**Page excerpt**
My longest study abroad was in Spain (4 months) and therefore it was the study abroad with the most independent travel. I quickly made friends who loved to plan trips down to the most tiny details, a trait I didn’t realize they possessed at first but came to greatly appreciate later. Because of them, I saw more in a weekend than most people see in a week in the cities we visited. In Barcelona, they had mapped out exactly how to walk from location to location in order to pass the greatest number of Gaudi structures and other landmarks.

Most impressive of all was the trip to Paris. They did extensive research and found a beautiful apartment in the heart of the city that was cheaper (and more private) than a hostel. In 48 hours we were able to: visit the palace of Versailles, see Sacre Coeur at sunrise, see the Moulin Rouge, visit the Louvre for free (and at a time when there was literally no one there), visit the Musee D’Orsay (also for free), both lock bridges, a beautiful cemetery, and the Notre Dame, go up the Eiffel Tower, pass through several famous neighborhoods, shop along the Champs Elysee to reach the Arc de Triomphe at sunset, eat a three-course French meal, croque monsieur, crepes, and chocolate-filled croissants, and pass some famous subway entrance sculptures I now know about, among other things, before taking a long train ride to a weird airport outside of the city that had the cheapest flight home. Not only did we cram more into 48 hours than I thought possible, they had also put our itinerary in order such that we did the minimum amount of walking possible in order to reach the maximum number of destinations. It never felt rushed and we even had free time to duck into little shops or parks or restaurants along the way. I have no idea how they pulled it off.

Lesson: if you cannot plan well yourself (and I can’t), make friends who can.

Claire3.png

Soccer game in Sevilla, Spain

 

And finally,

 

5.     Learn how to say basic first aid words in the language of the country you’re studying in, and have a plan for medical emergencies.

**Required work**
- a) Repeat the study abroad excerpt word for word, starting at "Claire3.png" and ending at "for medical emergencies.".
- b) Decide whether each statement agrees with the study abroad excerpt, and answer yes or no with the deciding words quoted from it. (i) The study abroad in Spain lasted four months. (ii) The apartment in Paris cost more than a hostel. (iii) The group got into the Louvre for free.
- c) Resume the study abroad excerpt from where it stops.

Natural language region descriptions
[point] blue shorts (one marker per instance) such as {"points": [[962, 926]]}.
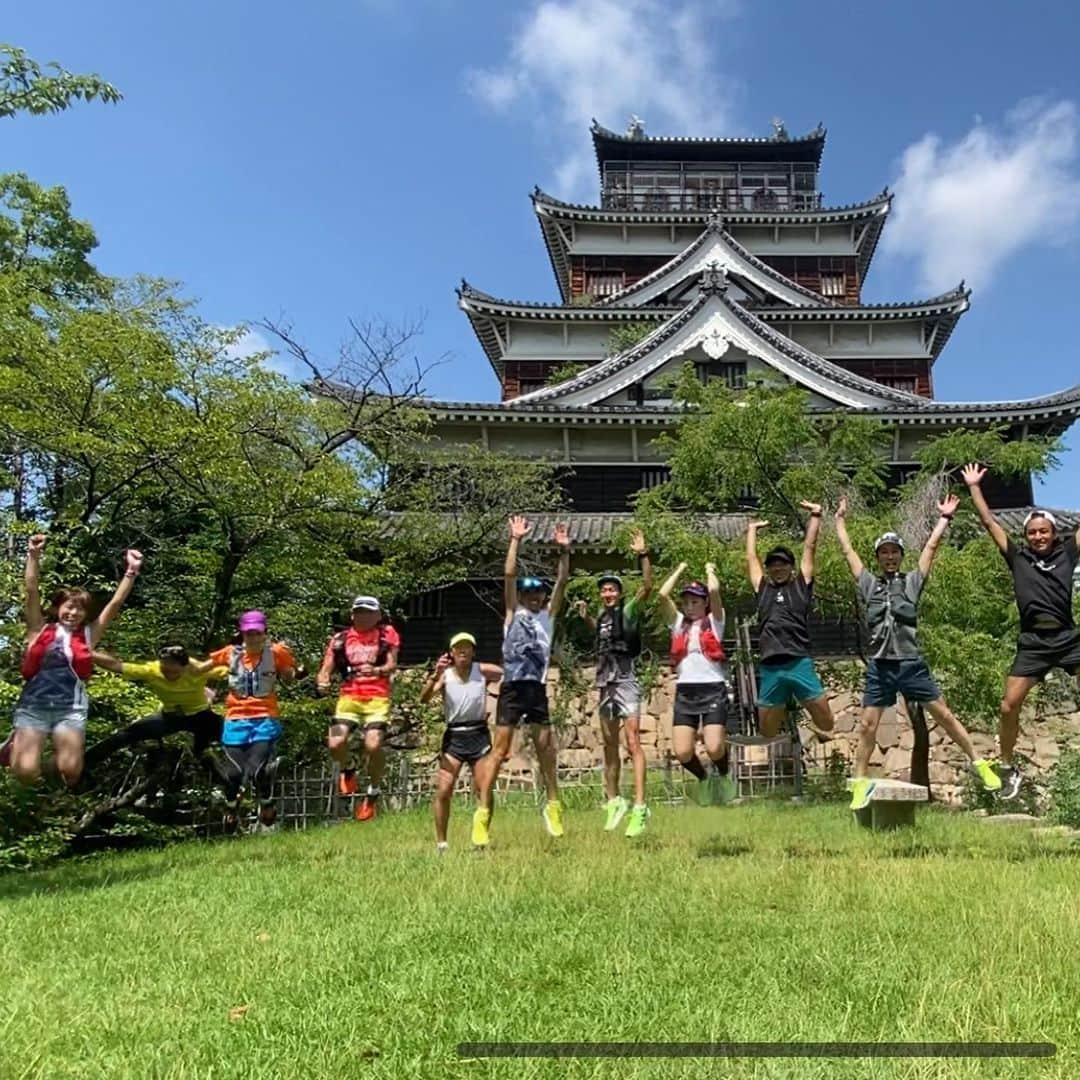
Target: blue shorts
{"points": [[886, 678], [794, 678], [244, 732]]}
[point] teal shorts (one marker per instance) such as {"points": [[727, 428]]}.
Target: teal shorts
{"points": [[793, 678]]}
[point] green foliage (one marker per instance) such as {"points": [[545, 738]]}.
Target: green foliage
{"points": [[1065, 790], [28, 86]]}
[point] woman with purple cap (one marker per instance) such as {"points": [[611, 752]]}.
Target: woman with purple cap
{"points": [[252, 716], [701, 680], [1043, 570]]}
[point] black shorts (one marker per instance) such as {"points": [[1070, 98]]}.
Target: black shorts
{"points": [[467, 744], [1039, 651], [699, 704], [523, 702]]}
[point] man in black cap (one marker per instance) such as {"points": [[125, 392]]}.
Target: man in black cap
{"points": [[1042, 570], [783, 610]]}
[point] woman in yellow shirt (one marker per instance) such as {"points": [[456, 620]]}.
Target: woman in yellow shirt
{"points": [[179, 684]]}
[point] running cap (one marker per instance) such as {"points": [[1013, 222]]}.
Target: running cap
{"points": [[531, 585], [694, 589], [889, 538], [1040, 513], [780, 555], [253, 620]]}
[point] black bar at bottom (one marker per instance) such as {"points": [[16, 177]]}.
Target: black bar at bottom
{"points": [[756, 1050]]}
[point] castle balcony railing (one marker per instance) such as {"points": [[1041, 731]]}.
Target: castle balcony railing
{"points": [[710, 201]]}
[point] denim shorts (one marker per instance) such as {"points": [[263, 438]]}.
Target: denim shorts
{"points": [[886, 678], [48, 717]]}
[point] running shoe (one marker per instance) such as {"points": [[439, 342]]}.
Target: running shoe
{"points": [[480, 835], [987, 774], [553, 818], [615, 810], [1011, 780], [366, 807], [861, 792], [638, 815]]}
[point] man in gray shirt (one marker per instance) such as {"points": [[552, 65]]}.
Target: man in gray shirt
{"points": [[890, 601]]}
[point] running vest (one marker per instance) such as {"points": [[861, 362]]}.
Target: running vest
{"points": [[464, 703], [341, 664], [711, 647], [258, 682], [76, 648]]}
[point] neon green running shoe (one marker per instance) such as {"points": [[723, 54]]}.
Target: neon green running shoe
{"points": [[615, 810], [861, 792], [987, 774], [480, 835], [553, 818], [638, 815]]}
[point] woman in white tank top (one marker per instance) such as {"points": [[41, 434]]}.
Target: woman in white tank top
{"points": [[463, 684]]}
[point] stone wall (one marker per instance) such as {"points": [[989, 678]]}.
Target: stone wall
{"points": [[1042, 739]]}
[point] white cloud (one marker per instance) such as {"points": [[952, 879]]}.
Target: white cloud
{"points": [[962, 208], [575, 59]]}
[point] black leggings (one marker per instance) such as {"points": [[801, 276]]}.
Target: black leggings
{"points": [[251, 765], [205, 727]]}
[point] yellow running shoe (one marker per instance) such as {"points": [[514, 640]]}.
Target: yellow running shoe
{"points": [[553, 818], [861, 792], [481, 818], [987, 774]]}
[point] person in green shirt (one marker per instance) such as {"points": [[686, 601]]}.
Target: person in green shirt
{"points": [[618, 645], [179, 684]]}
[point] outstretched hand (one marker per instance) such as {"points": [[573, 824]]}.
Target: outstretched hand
{"points": [[973, 474], [947, 507]]}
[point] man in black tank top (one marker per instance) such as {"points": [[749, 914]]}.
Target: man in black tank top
{"points": [[1043, 574], [783, 610]]}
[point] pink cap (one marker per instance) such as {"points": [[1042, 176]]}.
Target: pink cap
{"points": [[253, 620]]}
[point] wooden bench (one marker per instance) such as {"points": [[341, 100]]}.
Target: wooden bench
{"points": [[892, 805]]}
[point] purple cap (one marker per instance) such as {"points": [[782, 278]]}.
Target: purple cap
{"points": [[253, 620]]}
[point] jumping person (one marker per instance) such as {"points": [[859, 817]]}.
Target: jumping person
{"points": [[701, 680], [364, 657], [179, 684], [526, 655], [1042, 571], [56, 666], [467, 740], [783, 610], [890, 602], [252, 715], [618, 645]]}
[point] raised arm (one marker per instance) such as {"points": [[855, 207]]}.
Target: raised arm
{"points": [[715, 597], [518, 528], [810, 540], [666, 604], [946, 508], [106, 662], [638, 547], [841, 534], [973, 477], [31, 577], [562, 538], [753, 563], [96, 630]]}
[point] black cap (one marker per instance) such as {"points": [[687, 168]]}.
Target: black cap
{"points": [[780, 555]]}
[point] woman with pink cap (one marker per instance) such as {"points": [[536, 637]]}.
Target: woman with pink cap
{"points": [[252, 717]]}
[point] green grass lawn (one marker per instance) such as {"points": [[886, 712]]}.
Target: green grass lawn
{"points": [[355, 950]]}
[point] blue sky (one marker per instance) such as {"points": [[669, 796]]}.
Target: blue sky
{"points": [[359, 158]]}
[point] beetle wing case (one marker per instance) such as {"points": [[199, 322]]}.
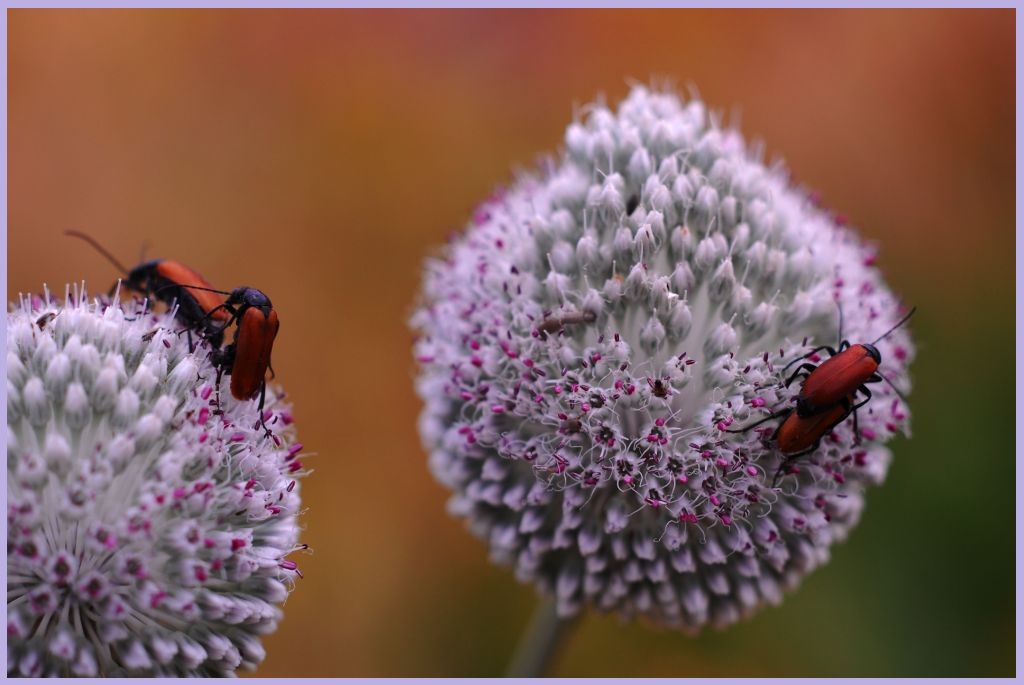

**Answers**
- a)
Claire3.png

Soccer game in Sevilla, Spain

 

And finally,

 

5.     Learn how to say basic first aid words in the language of the country you’re studying in, and have a plan for medical emergencies.

- b)
(i) Yes: "My longest study abroad was in Spain (4 months)"
(ii) No: "cheaper (and more private) than a hostel"
(iii) Yes: "visit the Louvre for free"

- c)
 

I know that most people go to study abroad because they already have some level of fluency in the language of the country they are studying in. However, we also go abroad to get better at those languages. By the time I made it to Spain, I could get along in Spanish well enough on my own. In Mexico, however, I had only completed through Spanish 1004 and I didn’t have a great command of the language. On that trip I ended up having to go to the pharmacy several times. First, I cut myself badly and it ended up getting infected. As it turns out, Google Translate isn’t great at translating the words for “bandaid” and “antibacterial cream”. After a lot of broken Spanish and pointing, I ended up receiving an ace bandage wrap and a cream that I could only cross my fingers was antibacterial.

Blunders like that in retrospect are a bit funny. However, another thing that happened was not: I ended up getting seriously ill with something completely unrelated to my stay in Mexico. It was a condition that should have been treated right away. I was too scared to use my broken Spanish to ask any questions for fear of being misunderstood, so I had my boyfriend call a nurse hotline while I was on Skype who told me that the U.S. catalogues hospitals in other countries that provide good, safe care to their patients. She also told me that there were none anywhere near me. I suffered with it for three weeks until I made it back home, at which point I immediately had to go to an emergency room. If you’re going to be studying abroad in a country where health care coverage can be spotty, make a plan before you leave the country about how you will deal with any problems that arise.

Study abroad is one of the best things that you can possibly do in your undergraduate career. And I am living proof that you don’t have to settle for just one study abroad in four years. So find a program that works for you - don’t feel limited by the University-run programs (Plug for the better of my two Spanish-language experiences: check out programs run by CIEE around the world. They pride themselves in great homestays and provide lots of trips and activities with the cost of tuition.). Then get out there with your completely-inappropriate-for-Norway-in-summer attire and make your own mistakes.